Task instructions:
[1] In the blog post about Alice Toklas, retype the text between "Eating With Alice" and "of the day.", inclusive.
[2] According to the blog post about Alice Toklas, what kinds of people gathered at the Paris apartment of Gertrude Stein and Alice B. Toklas? List them all.

>> START Selected passage

Wednesday 1 April 2009

Eating With Alice

Renee of Circling My Head fame, a blog friend whom many of you know and love, wrote about how she perceives our blogland to be rather like a 21st Century salon. You know, the kind of place where like-minded individuals meet to discuss anything from babies to Baldovinetti, from poached eggs to Plato and from marigolds to Mozart?

I love the idea, and reading her post made me think of one of the most famous of 20th Century salons. Presided over by Gertrude Stein and Alice B. Toklas at their home in Paris with its remarkable collection of modern art, the apartment became a gathering place for many intellectuals, musicians, artists and writers of the day.

Until I was given her cookbook for a birthday present by my mother a few years ago, I had no idea that Alice Toklas was also a fabulous cook. She compiled the book, with its mingling of recipes and reminiscences, while recovering from an attack of pernicious jaundice. It was written, she says, as an escape from the narrow diet and monotony of illness. Yikes, that was brave! I’d imagine it would make one feel even more ill. Not Alice.

>> END Selected passage
>> START Records provided

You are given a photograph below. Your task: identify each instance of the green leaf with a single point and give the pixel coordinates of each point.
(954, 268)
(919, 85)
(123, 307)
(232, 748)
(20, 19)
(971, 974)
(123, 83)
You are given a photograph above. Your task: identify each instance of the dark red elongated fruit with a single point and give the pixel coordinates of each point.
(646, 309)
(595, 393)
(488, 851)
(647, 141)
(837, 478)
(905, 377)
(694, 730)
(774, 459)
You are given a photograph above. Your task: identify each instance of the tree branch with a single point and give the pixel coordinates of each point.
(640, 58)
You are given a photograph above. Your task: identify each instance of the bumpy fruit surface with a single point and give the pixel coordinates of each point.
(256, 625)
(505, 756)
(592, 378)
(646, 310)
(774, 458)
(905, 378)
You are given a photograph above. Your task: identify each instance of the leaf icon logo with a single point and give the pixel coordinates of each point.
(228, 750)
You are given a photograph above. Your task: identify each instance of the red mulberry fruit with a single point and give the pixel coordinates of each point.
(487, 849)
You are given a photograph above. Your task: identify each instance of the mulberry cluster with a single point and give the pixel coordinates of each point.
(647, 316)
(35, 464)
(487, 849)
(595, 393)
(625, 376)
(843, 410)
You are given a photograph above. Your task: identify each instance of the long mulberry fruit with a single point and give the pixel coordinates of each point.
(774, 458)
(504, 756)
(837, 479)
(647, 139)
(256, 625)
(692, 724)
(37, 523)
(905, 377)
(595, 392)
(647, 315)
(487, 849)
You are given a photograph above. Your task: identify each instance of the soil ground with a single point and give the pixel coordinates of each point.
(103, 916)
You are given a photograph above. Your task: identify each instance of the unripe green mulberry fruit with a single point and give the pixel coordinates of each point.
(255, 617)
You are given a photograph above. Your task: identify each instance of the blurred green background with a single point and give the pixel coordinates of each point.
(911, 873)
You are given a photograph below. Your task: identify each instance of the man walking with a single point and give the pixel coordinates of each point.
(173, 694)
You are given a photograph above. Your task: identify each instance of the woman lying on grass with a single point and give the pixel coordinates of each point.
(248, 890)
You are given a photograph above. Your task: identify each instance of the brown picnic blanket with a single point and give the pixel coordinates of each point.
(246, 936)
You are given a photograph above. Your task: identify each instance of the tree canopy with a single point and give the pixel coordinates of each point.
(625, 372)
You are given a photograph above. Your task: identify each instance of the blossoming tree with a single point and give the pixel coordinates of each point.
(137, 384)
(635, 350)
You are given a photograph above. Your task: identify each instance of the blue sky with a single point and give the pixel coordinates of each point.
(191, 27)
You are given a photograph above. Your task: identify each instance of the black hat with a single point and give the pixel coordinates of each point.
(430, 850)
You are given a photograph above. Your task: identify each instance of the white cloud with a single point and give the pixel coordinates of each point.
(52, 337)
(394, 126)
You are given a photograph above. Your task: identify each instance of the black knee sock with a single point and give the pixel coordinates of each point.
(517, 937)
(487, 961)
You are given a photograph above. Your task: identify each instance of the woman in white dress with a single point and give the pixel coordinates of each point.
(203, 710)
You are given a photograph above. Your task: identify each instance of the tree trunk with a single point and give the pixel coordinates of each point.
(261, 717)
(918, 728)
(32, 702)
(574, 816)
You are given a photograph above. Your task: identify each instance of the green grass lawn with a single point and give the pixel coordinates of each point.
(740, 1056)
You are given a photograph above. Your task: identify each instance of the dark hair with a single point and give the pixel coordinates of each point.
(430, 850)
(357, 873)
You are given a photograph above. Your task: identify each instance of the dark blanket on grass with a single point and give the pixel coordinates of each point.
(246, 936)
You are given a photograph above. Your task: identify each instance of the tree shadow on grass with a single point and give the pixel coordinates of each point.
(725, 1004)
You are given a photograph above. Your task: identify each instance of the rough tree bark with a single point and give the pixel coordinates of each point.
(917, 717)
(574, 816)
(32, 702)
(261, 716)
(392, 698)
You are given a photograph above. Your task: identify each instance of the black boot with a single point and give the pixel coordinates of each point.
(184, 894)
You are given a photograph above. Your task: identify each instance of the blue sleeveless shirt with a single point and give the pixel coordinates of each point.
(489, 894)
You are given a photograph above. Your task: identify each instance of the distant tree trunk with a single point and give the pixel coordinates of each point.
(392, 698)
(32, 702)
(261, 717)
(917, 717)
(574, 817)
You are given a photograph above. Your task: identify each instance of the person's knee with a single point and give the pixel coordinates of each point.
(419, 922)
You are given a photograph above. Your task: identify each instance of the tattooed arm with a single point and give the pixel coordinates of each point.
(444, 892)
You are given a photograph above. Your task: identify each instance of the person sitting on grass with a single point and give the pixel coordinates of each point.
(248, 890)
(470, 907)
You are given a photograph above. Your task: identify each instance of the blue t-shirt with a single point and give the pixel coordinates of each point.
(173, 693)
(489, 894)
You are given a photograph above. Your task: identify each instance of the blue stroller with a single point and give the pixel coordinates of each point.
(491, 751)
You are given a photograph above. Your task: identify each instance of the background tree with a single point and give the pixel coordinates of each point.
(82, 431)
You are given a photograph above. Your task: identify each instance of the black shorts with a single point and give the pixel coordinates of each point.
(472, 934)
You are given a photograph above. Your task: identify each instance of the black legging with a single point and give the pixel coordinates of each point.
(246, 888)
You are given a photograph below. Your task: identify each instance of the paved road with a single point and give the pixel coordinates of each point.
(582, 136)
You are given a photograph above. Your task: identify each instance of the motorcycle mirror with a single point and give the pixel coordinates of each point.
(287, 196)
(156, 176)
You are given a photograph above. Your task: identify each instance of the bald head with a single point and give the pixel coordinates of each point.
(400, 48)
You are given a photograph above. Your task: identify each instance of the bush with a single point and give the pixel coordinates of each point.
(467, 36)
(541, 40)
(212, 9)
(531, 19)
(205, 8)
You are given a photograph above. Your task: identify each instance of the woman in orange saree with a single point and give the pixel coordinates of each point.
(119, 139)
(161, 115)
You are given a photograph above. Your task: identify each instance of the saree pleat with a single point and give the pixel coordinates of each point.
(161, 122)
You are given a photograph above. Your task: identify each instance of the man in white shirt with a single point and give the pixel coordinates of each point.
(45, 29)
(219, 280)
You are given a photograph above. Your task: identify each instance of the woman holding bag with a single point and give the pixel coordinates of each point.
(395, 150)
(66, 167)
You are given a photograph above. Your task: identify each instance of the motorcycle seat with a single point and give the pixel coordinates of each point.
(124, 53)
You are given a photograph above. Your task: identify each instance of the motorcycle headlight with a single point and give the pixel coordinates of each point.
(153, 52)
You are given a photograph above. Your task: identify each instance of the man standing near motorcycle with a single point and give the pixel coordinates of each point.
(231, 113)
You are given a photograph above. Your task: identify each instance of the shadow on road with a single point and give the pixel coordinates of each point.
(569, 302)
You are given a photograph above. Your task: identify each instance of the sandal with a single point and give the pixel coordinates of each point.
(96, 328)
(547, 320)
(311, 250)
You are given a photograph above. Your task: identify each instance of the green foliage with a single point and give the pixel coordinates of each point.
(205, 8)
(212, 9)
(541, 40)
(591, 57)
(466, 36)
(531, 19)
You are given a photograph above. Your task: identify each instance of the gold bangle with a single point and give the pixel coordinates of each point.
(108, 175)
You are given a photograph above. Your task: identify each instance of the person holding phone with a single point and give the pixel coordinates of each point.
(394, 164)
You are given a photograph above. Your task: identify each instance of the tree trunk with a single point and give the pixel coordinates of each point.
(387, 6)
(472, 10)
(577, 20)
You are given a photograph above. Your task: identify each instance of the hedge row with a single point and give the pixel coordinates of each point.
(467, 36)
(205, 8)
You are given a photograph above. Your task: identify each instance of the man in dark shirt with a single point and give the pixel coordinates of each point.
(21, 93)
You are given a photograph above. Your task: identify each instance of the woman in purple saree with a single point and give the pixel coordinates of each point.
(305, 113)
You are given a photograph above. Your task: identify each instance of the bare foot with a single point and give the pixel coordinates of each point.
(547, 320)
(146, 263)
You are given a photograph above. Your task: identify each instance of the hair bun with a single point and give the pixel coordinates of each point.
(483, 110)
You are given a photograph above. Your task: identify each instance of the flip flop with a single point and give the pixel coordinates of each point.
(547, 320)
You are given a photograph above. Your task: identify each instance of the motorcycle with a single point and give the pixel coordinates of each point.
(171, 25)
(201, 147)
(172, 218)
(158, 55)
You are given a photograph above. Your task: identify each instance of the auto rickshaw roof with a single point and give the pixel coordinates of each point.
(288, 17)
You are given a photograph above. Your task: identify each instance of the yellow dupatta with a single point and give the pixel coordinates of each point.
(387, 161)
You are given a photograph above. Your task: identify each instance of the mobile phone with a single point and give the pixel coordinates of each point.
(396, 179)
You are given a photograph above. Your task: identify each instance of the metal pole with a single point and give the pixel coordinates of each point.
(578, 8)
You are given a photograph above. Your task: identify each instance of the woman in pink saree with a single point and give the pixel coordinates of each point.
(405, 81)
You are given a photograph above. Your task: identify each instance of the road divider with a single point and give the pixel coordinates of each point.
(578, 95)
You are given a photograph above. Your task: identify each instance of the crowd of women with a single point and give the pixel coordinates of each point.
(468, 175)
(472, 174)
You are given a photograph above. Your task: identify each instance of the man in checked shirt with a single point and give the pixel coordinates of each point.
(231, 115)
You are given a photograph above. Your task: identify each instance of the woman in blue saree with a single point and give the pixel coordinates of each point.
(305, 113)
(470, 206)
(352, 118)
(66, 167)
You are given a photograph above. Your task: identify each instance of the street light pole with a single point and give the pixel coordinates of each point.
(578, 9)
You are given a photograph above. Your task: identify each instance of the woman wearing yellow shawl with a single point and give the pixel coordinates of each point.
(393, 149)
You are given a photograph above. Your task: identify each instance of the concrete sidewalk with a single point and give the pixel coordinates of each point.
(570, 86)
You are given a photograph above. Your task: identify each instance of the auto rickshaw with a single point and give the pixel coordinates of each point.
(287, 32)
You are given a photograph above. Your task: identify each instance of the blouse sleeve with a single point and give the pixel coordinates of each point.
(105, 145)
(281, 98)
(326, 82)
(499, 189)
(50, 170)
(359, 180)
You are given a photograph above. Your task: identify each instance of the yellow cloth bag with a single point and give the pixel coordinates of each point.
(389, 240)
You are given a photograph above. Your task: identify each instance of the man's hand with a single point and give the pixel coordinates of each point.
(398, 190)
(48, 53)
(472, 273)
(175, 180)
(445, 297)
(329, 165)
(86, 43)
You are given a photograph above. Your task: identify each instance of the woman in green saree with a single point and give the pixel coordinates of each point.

>> END Records provided

Solution list:
[1]
Eating With Alice

Renee of Circling My Head fame, a blog friend whom many of you know and love, wrote about how she perceives our blogland to be rather like a 21st Century salon. You know, the kind of place where like-minded individuals meet to discuss anything from babies to Baldovinetti, from poached eggs to Plato and from marigolds to Mozart?

I love the idea, and reading her post made me think of one of the most famous of 20th Century salons. Presided over by Gertrude Stein and Alice B. Toklas at their home in Paris with its remarkable collection of modern art, the apartment became a gathering place for many intellectuals, musicians, artists and writers of the day.

[2]
- Intellectuals
- Musicians
- Artists
- Writers